*Work instruction:* Output the whole listing below exactly, omitting the images.
++++ Information given
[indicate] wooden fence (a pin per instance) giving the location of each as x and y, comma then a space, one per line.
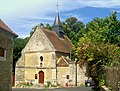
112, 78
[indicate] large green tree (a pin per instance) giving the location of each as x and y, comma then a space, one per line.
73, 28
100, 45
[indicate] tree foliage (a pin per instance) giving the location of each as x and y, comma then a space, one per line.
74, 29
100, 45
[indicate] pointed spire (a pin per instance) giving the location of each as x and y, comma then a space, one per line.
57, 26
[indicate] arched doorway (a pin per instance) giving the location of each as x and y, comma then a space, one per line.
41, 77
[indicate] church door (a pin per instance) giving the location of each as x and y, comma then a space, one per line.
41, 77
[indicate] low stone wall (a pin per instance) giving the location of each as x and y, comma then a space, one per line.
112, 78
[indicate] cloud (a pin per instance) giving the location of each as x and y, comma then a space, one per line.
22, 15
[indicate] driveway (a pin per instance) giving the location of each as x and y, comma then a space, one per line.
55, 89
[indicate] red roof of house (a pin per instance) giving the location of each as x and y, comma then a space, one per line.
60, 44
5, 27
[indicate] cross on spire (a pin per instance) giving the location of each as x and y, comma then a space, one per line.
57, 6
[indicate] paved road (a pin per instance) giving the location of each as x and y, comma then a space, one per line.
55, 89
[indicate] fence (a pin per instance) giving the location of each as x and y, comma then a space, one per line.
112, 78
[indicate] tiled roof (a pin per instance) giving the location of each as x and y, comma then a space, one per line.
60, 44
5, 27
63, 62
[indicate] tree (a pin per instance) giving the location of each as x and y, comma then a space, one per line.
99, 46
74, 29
++++++++
*Exercise output:*
[indicate] wooden fence (a pin per instance) giving the location of each as x and y, comma then a space, one per line.
112, 78
[indicate] large green tree (a pin per instance) giving the location of each as x and y, comma then a space, one per line.
73, 28
100, 45
[indicate] tree foliage (a pin per instance) giving the location of each as x and y, comma then a space, one per line.
74, 29
100, 45
[indicate] pointed spire (a pin per instance) giving the location of each as x and y, comma then a space, one per line.
57, 26
[indicate] arched doorway (a pin per instance) giving the location of each as x and y, comma then a space, one per line.
41, 77
[indicate] church door (a pin per instance) giving the location of each as x and y, comma then a space, one per line.
41, 77
[indicate] low stone wall (a pin per instance) giving the location of each as x and y, comma then a space, one per line.
112, 78
[indicate] cloud (a pin per instance) giving the location of each as x and y, comma then a space, one per line.
22, 15
[indicate] driveway (a pin per instance) giving the location of each as x and y, comma then a space, one per line.
55, 89
[indicate] red roof of house (a pin per instance) giving the location of each as x and y, comma then a space, one per line.
60, 44
5, 27
[indicate] cross on spire (a pin per instance) giving the location of each as x and y, comma then a space, one per line.
57, 6
[indicate] paved road (a pin per instance) giving the location of each as x and y, comma then a space, one per line.
55, 89
[indicate] fence (a pin per instance) giving the location of each as x and y, comma then a space, one per line.
112, 78
[indicate] tiled roof (a pin per instance) giving the location of each as x and y, comma then a space, one per line.
60, 44
5, 27
63, 62
[indicate] tree (a pin per instance) giving the location of each as x and y, comma then a space, one per line.
99, 46
74, 29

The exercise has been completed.